***** TEXT SHOWN

Why Eton, Britain's 574-Year-Old High School, Is Embracing Ed Tech

"It would be very foolish of us to bury our heads in the sand and assume that education in schools will carry on in the traditional way,” says Eton's head of IT.
Eddie Keogh/Reuters

What does a nearly six-century-old private school that charges $54,000 a year in tuition do when confronted with start-ups with bright ideas about how education should work? If you’re Eton College, alma mater to much of the British establishment including the serving prime minister and the mayor of London, you work with them. 

Along with Oxford University’s Said Business School, Eton College—a high school for boys between the ages of 13 and 18—has partnered with Emerge Venture Lab, a London-based accelerator, to support educational technology, or “edetch,” start-ups. The first cohort of six start-ups will start the program in London with a party on Jan. 17. Eton will not provide financial support or take equity (though it does not rule that out), but its teachers will help guide the start-ups in the program and may also try the new products with their students. “It’s quite easy for the technology to dominate and the way we’re interested in getting involved is to make sure there is a pedagogical influence as well,” Eton’s Serena Hedley-Dent told Quartz.

**********
***** SUPPLIED ENTRIES

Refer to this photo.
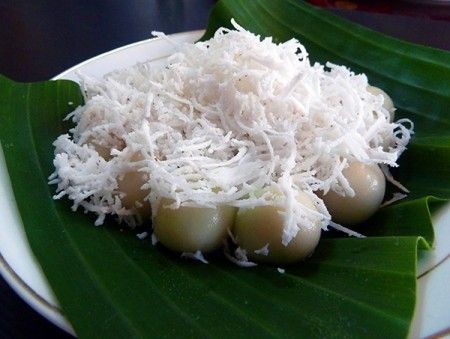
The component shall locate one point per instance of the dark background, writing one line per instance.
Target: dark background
(39, 39)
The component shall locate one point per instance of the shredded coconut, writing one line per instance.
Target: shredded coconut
(221, 120)
(142, 235)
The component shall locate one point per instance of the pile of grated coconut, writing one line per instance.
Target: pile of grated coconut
(220, 123)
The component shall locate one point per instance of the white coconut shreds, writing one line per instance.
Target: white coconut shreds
(228, 121)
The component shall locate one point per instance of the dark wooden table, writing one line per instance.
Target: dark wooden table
(39, 39)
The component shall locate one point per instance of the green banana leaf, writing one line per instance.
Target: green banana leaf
(111, 284)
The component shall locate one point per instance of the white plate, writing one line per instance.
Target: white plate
(21, 270)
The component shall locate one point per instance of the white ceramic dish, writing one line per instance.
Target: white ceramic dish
(21, 270)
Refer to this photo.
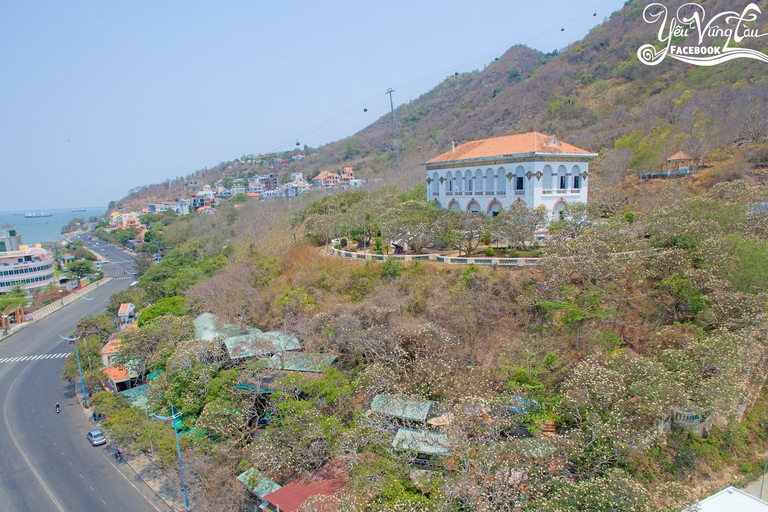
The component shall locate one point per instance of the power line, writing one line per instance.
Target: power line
(363, 104)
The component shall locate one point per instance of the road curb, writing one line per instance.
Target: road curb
(89, 416)
(51, 308)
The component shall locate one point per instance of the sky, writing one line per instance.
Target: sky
(99, 97)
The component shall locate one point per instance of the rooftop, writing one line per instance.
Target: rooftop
(116, 373)
(422, 441)
(402, 408)
(257, 483)
(728, 500)
(510, 145)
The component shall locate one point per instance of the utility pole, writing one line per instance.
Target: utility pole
(73, 341)
(395, 133)
(173, 417)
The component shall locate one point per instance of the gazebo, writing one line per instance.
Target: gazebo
(680, 161)
(15, 311)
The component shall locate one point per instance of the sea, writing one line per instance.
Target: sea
(46, 229)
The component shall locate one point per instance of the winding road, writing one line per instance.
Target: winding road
(46, 463)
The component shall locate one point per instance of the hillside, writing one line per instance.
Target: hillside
(594, 94)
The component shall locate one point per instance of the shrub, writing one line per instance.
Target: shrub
(392, 268)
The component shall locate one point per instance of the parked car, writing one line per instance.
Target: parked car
(96, 437)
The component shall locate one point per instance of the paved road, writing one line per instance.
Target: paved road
(46, 464)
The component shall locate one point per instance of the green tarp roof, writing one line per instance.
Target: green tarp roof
(154, 375)
(251, 343)
(257, 483)
(422, 441)
(403, 408)
(302, 362)
(137, 396)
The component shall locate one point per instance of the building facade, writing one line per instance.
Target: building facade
(488, 175)
(26, 267)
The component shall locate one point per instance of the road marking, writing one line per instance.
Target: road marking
(16, 443)
(134, 485)
(39, 357)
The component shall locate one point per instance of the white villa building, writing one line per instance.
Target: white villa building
(490, 174)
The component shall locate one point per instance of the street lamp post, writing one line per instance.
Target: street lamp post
(173, 417)
(73, 341)
(89, 299)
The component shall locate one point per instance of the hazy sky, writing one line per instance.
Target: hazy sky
(99, 97)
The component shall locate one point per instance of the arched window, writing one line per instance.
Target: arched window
(490, 179)
(520, 180)
(576, 177)
(547, 186)
(562, 178)
(559, 210)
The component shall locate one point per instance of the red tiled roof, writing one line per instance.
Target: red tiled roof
(116, 373)
(523, 143)
(290, 497)
(112, 347)
(680, 155)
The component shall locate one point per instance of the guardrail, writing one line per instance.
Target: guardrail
(451, 260)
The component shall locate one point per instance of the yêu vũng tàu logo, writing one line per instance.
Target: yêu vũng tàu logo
(729, 26)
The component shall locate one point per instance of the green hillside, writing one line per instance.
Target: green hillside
(595, 94)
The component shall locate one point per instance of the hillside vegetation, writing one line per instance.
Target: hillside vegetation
(594, 94)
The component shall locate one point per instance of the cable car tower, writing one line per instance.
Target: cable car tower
(396, 144)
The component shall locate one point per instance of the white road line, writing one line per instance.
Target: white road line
(24, 455)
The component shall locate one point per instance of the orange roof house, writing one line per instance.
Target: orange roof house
(488, 175)
(533, 143)
(110, 351)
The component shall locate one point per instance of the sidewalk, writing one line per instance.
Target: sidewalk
(166, 488)
(47, 310)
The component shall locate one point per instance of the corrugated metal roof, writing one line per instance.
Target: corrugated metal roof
(302, 362)
(137, 396)
(260, 345)
(403, 408)
(422, 441)
(257, 483)
(251, 343)
(728, 500)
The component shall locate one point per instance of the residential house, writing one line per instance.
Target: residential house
(326, 179)
(126, 314)
(326, 482)
(487, 175)
(729, 499)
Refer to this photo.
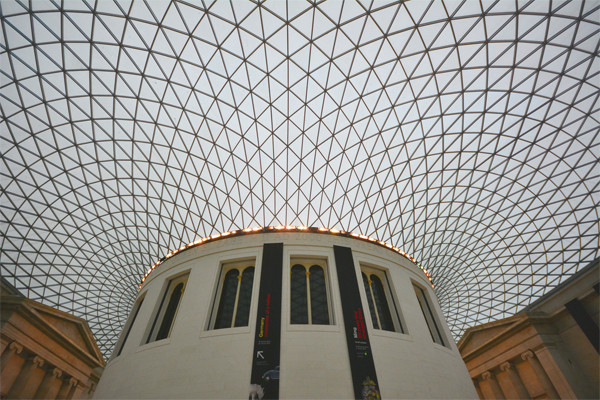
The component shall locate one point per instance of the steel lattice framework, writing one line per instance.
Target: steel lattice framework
(465, 133)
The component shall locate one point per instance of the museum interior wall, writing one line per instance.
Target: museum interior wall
(286, 315)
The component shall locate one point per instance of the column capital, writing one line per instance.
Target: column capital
(16, 347)
(505, 366)
(527, 355)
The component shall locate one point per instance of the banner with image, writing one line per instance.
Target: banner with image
(264, 380)
(364, 377)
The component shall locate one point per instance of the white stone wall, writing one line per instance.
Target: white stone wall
(195, 362)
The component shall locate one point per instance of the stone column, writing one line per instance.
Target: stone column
(67, 389)
(510, 382)
(22, 381)
(46, 385)
(529, 378)
(12, 349)
(558, 371)
(489, 387)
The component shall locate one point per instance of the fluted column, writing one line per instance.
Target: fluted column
(23, 380)
(511, 383)
(489, 387)
(12, 349)
(67, 389)
(43, 391)
(558, 371)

**********

WHAT TO DO —
a) Answer these questions from the article on Eton and ed tech:
(i) How much does Eton charge in tuition each year?
(ii) What is the name of the London-based accelerator Eton has partnered with?
(iii) How many start-ups are in the program's first cohort?
b) Select every line of the records that contains the word "framework", treating uppercase and lowercase as different.
The article and the records have nothing to do with each other.

ANSWERS PROVIDED —
a)
(i) $54,000 a year.
(ii) Emerge Venture Lab.
(iii) Six.

b)
The component shall locate one point per instance of the steel lattice framework, writing one line per instance.
Target: steel lattice framework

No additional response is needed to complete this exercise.